_SUPPLIED TEXT_.
§

In the last edition of Forensic Magazine I briefly mentioned that the American Civil Liberties Union had filed its class action law suit in California challenging the implementation of that state’s arrestee DNA database legislation. Craftily selecting as its lead “plaintiffs” a woman arrested for misconduct at a peace rally and a young man arrested for receiving stolen property, the ACLU hopes for a decision that will serve to derail efforts across the country to include arrestee DNA profiles in state and national forensic DNA databases. And as part of their strategy, the ACLU filed for a preliminary injunction, which would have required the State of California to cease taking samples from its legislatively authorized arrestees until the ultimate resolution of the class action suit. Fortunately for many potential victims and for many suspects who would be otherwise wrongly arrested for crimes they did not commit, the Federal judge deciding the preliminary injunction has ruled against the ACLU in Elizabeth A. Haskell and Reginald Ento v. Edmund G. Brown Jr. et al.
On December 23, 2009, United States District Judge Charles R. Breyer (yes, the brother of U.S. Supreme Court Justice, Stephen Breyer) denied the ACLU’s petition for a preliminary injunction. Judge Breyer’s decision however, laid out an analysis which many hope will be followed by higher Courts in this case and in other Courts throughout the country.
As the Court pointed out, in order to be successful in their request for an injunction, the ACLU had to establish that (1) they were likely to succeed on the merits; (2) that the plaintiffs faced irreparable harm in the absence of the injunction; (3) the balance of equities tips in the plaintiff’s favor; and (4) an injunction is in the public interest.

§

_Dataset entries_.
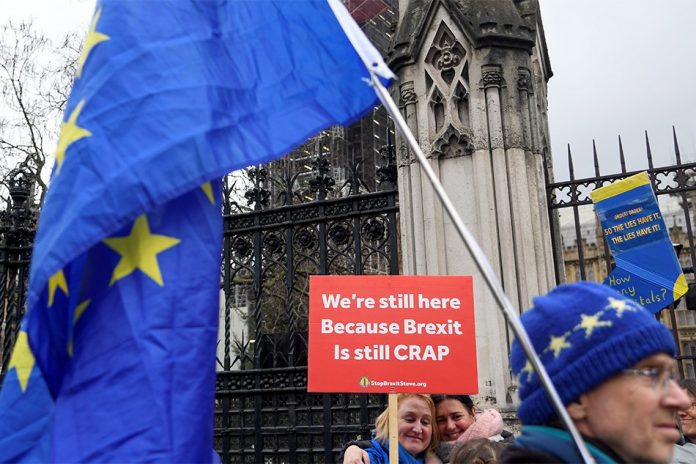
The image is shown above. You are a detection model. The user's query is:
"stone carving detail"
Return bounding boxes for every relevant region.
[399,147,413,166]
[399,81,416,106]
[517,68,534,93]
[433,125,474,158]
[480,64,505,89]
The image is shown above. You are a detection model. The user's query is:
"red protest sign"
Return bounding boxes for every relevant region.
[307,276,478,394]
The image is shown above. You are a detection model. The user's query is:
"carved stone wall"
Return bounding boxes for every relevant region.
[389,0,554,409]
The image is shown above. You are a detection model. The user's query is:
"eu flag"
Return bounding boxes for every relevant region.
[0,0,393,462]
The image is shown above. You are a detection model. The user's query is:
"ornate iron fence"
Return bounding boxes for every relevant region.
[546,129,696,378]
[0,166,36,381]
[215,140,398,464]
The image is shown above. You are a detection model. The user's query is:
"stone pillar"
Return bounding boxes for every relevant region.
[388,0,554,409]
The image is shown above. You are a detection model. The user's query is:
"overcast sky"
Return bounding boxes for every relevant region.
[541,0,696,181]
[5,0,696,181]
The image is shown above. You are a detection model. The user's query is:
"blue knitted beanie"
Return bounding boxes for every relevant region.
[510,282,675,425]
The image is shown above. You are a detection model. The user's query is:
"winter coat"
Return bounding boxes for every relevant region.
[500,425,619,464]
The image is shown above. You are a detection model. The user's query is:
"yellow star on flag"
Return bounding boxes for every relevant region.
[68,300,92,358]
[77,8,110,79]
[608,297,638,317]
[520,360,534,382]
[548,335,571,358]
[104,214,181,286]
[201,182,215,205]
[576,314,612,338]
[7,330,35,392]
[48,269,68,308]
[56,100,92,173]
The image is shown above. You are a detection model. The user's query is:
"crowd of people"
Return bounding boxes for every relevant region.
[342,282,696,464]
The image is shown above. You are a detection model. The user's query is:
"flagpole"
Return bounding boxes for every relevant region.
[371,73,594,463]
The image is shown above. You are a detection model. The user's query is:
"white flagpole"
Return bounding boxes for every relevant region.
[371,73,594,464]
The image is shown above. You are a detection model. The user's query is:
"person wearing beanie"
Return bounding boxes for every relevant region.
[501,282,689,464]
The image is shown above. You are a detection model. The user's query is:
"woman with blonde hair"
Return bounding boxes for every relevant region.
[343,393,440,464]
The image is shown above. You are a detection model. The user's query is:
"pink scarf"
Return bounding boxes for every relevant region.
[457,409,503,443]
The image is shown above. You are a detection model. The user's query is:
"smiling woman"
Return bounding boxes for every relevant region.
[343,393,441,464]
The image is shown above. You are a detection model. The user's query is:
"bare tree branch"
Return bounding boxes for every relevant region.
[0,21,80,205]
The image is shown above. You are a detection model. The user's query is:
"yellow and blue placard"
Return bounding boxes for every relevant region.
[590,172,688,313]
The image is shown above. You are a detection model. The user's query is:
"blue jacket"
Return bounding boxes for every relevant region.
[501,425,618,464]
[365,440,425,464]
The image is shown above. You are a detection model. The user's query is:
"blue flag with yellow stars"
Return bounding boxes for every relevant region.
[0,0,393,462]
[590,172,688,313]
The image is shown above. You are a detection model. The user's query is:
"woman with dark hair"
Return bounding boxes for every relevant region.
[672,379,696,464]
[342,395,513,464]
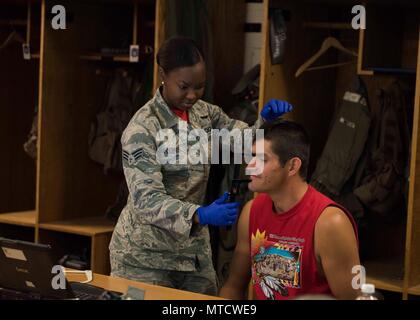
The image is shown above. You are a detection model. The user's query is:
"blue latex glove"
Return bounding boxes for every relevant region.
[261,99,293,121]
[197,192,239,226]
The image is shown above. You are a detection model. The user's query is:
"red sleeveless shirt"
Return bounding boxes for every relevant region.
[249,186,357,300]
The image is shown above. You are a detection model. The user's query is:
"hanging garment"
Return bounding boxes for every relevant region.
[354,81,410,216]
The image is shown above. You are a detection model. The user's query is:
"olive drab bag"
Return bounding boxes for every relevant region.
[311,77,371,199]
[354,81,410,217]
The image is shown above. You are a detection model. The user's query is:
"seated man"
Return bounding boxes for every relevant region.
[220,121,360,299]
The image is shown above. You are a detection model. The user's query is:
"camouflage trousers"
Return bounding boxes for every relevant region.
[110,253,218,296]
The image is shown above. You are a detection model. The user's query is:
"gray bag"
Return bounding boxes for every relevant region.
[311,78,371,196]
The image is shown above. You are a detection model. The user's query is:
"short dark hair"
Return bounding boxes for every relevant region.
[156,37,204,72]
[260,120,310,180]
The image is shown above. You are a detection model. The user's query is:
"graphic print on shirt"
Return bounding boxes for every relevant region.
[251,229,303,300]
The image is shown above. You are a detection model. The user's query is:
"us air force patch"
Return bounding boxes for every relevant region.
[123,148,145,166]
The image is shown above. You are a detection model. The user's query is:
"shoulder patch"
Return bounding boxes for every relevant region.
[123,148,146,166]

§

_WHAT YOU NEED TO DO_.
Continue the article on the ACLU's challenge to California's arrestee DNA law, starting right after its last sentence.

_ANSWER TO THIS TASK_.
In addressing the plaintiff’s argument that California’s arrestee testing law constituted an unreasonable search under the Fourth Amendment to the Constitution, the Court first established that determining the reasonableness of a search has been decided in the Ninth Circuit by a “totality of the circumstances test.” Citing precedent such as United States v. Kincade, the Court recognized that even where biological samples were taken by blood rather than the even less intrusive buccal swab, “the intrusion occasioned by the blood test is not significant because such tests are commonplace, the quantity of blood extracted is minimal, and the procedure usually involves no risk, trauma, or pain.” Further, the Court acknowledged that DNA samples “establish only a record of identity…in which the qualified offender can claim no right of privacy…once lawfully arrested and booked into state custody.”